> [WHAT YOU WILL DO]:
The expected output is exactly the lines below, starting at the line with "Target: blurred tree" and ending at the line with "Expected: one point per instance of the girl's lips, each", both included; no other line belongs in it.
SUPPLIED DATA Block Start
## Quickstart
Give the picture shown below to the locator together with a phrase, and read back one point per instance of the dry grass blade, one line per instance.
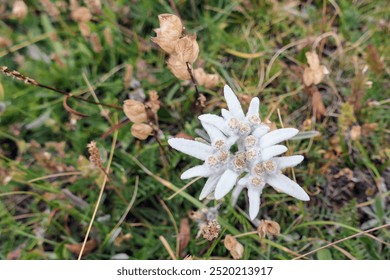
(174, 226)
(70, 110)
(167, 247)
(100, 194)
(342, 240)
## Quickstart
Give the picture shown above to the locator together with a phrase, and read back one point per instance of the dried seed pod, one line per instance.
(135, 111)
(169, 32)
(315, 73)
(187, 49)
(81, 14)
(165, 43)
(178, 68)
(268, 227)
(96, 44)
(170, 26)
(141, 131)
(19, 10)
(94, 157)
(235, 248)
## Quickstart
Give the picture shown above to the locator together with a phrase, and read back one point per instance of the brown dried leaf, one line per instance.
(141, 131)
(315, 73)
(184, 235)
(70, 110)
(268, 227)
(170, 26)
(165, 43)
(318, 105)
(134, 110)
(128, 75)
(235, 248)
(187, 49)
(76, 248)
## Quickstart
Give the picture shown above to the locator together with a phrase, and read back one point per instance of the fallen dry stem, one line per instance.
(100, 194)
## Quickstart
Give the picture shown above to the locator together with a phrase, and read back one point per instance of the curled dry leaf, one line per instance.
(207, 80)
(141, 131)
(318, 105)
(187, 49)
(19, 9)
(169, 32)
(235, 248)
(134, 110)
(315, 73)
(268, 227)
(96, 44)
(81, 14)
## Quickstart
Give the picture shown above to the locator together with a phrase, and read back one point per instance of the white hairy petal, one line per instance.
(196, 171)
(190, 147)
(233, 103)
(225, 184)
(288, 186)
(210, 185)
(277, 136)
(241, 184)
(254, 202)
(253, 109)
(291, 161)
(272, 151)
(226, 114)
(216, 121)
(260, 131)
(213, 132)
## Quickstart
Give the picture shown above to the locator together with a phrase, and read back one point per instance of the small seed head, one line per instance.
(233, 123)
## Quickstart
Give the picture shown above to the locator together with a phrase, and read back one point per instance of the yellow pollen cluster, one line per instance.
(244, 127)
(250, 141)
(233, 123)
(270, 166)
(219, 144)
(239, 161)
(254, 119)
(256, 181)
(212, 161)
(259, 169)
(223, 156)
(250, 154)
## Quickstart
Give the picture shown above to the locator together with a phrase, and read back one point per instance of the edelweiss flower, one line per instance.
(255, 160)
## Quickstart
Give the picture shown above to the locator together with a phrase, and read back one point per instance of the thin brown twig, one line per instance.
(15, 74)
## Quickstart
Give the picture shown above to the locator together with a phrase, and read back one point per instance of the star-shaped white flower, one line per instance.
(256, 158)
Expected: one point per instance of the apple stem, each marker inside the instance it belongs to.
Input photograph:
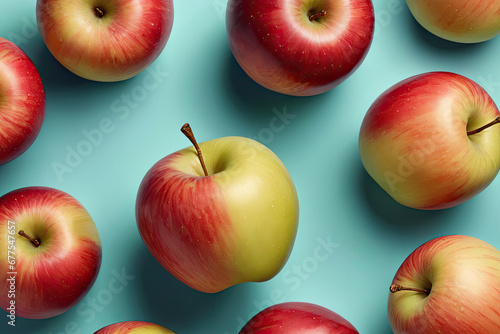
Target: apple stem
(188, 132)
(317, 15)
(35, 242)
(396, 287)
(473, 132)
(98, 12)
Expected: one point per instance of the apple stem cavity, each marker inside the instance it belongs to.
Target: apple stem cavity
(98, 12)
(396, 288)
(188, 132)
(473, 132)
(35, 242)
(317, 15)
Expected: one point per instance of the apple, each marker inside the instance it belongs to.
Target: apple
(447, 285)
(462, 21)
(110, 40)
(298, 317)
(22, 102)
(230, 220)
(50, 252)
(134, 327)
(299, 47)
(430, 141)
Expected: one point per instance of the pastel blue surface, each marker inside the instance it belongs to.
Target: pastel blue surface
(352, 236)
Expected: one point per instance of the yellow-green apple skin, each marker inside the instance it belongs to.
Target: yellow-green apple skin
(462, 21)
(462, 274)
(105, 40)
(238, 224)
(414, 140)
(53, 277)
(22, 102)
(134, 327)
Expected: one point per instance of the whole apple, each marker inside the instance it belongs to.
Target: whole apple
(463, 21)
(234, 222)
(297, 318)
(450, 285)
(110, 40)
(134, 327)
(50, 252)
(431, 141)
(299, 47)
(22, 102)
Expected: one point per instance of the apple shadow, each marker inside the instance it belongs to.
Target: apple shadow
(394, 218)
(167, 301)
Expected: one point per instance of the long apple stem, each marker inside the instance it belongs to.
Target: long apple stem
(396, 287)
(473, 132)
(98, 12)
(317, 15)
(35, 242)
(188, 132)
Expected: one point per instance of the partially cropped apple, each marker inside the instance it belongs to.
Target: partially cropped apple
(462, 21)
(50, 252)
(298, 317)
(300, 47)
(22, 102)
(449, 285)
(105, 40)
(223, 217)
(432, 141)
(134, 327)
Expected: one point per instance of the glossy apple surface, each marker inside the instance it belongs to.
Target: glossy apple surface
(461, 275)
(109, 40)
(463, 21)
(134, 327)
(55, 275)
(281, 48)
(298, 318)
(22, 102)
(238, 224)
(416, 144)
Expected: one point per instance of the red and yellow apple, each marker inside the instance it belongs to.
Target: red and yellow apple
(463, 21)
(299, 47)
(134, 327)
(105, 40)
(298, 317)
(449, 285)
(50, 252)
(432, 141)
(235, 223)
(22, 102)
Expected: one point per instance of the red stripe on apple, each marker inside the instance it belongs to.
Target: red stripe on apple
(54, 275)
(22, 102)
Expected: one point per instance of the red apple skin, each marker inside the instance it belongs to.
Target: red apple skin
(298, 318)
(54, 277)
(413, 140)
(134, 327)
(282, 52)
(116, 47)
(463, 276)
(22, 102)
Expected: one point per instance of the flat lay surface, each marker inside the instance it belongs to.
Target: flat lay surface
(100, 139)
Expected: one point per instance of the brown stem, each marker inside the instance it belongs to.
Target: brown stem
(98, 12)
(186, 130)
(396, 287)
(317, 15)
(35, 242)
(473, 132)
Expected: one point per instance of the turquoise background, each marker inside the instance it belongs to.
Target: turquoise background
(352, 236)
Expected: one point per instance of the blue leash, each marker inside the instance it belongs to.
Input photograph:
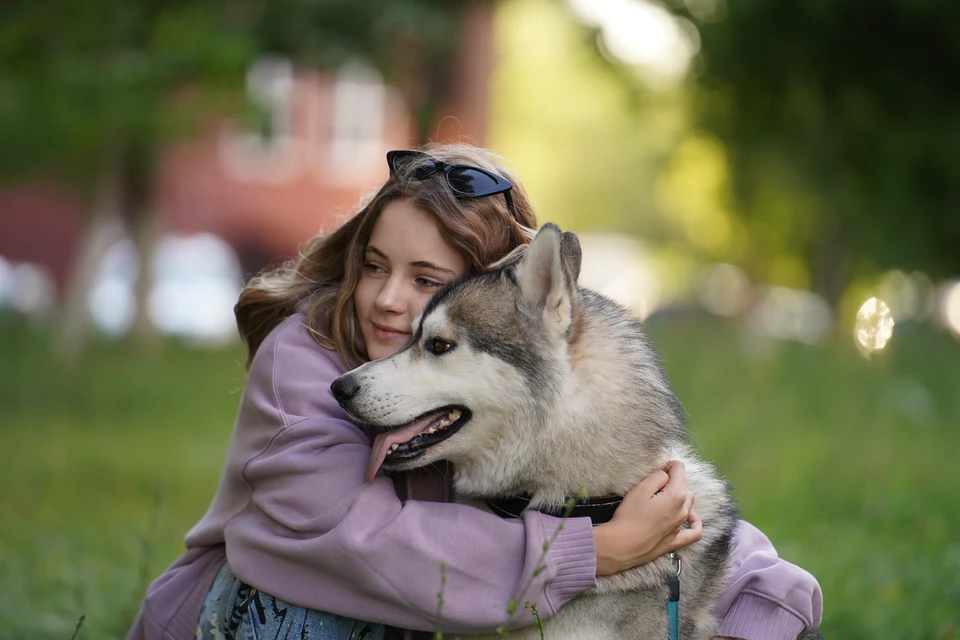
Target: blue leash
(673, 601)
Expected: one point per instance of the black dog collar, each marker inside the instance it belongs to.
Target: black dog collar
(599, 510)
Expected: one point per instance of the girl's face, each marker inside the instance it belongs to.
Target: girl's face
(405, 262)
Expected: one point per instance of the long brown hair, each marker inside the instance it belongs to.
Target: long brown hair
(326, 272)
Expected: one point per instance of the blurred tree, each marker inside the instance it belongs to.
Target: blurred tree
(93, 91)
(840, 122)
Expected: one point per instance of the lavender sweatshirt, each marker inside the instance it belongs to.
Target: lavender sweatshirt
(295, 518)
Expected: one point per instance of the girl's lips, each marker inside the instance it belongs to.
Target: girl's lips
(388, 334)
SUPPLIED DATA Block End
> [ANSWER AREA]:
Target: blurred tree
(93, 91)
(840, 122)
Expected: one point per instance of the lavender sweatshirt, each marker inside the instance it belongs to.
Target: lavender sweatshirt
(295, 518)
Expected: one point per instance of the girl's lips, each marker inside the instance it belongs to.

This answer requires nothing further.